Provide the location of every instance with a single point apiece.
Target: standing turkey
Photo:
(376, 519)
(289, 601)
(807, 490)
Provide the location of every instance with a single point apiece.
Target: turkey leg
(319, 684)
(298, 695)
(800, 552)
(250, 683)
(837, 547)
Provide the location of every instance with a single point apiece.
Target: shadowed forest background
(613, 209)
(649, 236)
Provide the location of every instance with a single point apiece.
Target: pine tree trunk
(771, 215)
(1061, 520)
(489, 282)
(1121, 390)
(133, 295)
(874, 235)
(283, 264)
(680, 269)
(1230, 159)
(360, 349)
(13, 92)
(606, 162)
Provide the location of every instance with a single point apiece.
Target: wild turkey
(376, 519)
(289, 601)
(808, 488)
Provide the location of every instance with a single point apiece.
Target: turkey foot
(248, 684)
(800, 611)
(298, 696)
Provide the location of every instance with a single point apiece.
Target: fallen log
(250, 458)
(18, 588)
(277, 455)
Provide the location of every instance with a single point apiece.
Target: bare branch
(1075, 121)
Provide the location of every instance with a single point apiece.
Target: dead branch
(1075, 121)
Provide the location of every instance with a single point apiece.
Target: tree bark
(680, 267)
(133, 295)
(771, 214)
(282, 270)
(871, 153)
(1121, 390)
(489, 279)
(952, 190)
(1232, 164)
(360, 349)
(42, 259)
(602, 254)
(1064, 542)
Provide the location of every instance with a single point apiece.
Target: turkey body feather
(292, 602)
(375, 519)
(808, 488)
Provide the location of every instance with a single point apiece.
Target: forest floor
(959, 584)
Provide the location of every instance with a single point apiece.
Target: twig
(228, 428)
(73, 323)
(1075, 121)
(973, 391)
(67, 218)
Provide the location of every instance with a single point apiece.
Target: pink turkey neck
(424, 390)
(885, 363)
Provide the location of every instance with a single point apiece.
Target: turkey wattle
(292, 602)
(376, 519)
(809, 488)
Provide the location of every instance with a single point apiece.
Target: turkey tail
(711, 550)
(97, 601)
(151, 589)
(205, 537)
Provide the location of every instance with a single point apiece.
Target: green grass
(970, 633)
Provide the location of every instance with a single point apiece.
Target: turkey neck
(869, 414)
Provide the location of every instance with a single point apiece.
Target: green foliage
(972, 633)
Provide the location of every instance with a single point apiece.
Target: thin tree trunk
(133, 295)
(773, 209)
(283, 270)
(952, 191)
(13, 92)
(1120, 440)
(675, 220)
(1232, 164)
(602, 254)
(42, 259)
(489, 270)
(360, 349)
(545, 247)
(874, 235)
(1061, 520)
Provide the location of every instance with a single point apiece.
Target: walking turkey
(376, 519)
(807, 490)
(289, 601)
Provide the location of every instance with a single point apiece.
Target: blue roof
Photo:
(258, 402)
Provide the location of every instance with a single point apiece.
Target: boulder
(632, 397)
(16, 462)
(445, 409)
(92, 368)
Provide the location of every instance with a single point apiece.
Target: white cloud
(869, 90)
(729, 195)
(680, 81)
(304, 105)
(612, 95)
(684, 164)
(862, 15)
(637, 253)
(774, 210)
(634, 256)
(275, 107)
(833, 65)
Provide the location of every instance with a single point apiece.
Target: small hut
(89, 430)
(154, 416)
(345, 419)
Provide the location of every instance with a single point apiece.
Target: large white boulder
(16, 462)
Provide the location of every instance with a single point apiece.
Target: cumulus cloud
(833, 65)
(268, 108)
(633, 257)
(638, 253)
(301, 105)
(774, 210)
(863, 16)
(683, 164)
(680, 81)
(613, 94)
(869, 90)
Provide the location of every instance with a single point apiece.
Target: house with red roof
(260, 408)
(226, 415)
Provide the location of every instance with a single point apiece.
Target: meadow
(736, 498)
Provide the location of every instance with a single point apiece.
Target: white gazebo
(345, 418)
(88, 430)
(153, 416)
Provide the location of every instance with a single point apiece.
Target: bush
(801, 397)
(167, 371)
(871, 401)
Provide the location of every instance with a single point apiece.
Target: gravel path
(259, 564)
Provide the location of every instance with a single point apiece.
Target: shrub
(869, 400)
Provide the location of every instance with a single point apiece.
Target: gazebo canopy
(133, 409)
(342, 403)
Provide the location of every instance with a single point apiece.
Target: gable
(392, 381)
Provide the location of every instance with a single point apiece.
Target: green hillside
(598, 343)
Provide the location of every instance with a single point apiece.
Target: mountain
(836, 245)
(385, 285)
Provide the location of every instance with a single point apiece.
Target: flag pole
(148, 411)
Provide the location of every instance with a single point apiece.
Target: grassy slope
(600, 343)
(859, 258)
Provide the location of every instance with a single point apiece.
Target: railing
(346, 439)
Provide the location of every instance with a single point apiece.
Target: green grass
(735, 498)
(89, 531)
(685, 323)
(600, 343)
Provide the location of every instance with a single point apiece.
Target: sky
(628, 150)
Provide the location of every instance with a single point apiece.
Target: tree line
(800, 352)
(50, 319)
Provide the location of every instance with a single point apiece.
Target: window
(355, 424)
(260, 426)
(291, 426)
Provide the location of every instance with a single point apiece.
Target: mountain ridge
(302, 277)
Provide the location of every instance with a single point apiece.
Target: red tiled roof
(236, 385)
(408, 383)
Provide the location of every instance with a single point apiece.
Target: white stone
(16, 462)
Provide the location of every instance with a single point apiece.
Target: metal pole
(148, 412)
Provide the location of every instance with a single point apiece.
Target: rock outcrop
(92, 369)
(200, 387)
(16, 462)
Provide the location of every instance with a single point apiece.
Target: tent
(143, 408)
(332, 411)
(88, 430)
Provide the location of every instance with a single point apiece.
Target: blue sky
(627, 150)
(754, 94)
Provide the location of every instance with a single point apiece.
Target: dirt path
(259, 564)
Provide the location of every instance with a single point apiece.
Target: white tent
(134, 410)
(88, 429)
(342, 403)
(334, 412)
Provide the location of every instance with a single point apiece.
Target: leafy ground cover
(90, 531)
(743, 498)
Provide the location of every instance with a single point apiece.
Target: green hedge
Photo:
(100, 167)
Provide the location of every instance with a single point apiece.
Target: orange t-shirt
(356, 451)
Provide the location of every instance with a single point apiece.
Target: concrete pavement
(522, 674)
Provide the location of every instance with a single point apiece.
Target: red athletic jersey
════════════════
▶ [Exercise prompt]:
Gather each line from the entries above that contains the word "turkey".

▶ [Correct response]:
Target: standing turkey
Target: turkey leg
Target: wild turkey
Target: turkey foot
Target: turkey body feather
Target: pink turkey neck
Target: turkey wattle
Target: turkey tail
Target: turkey neck
Target: walking turkey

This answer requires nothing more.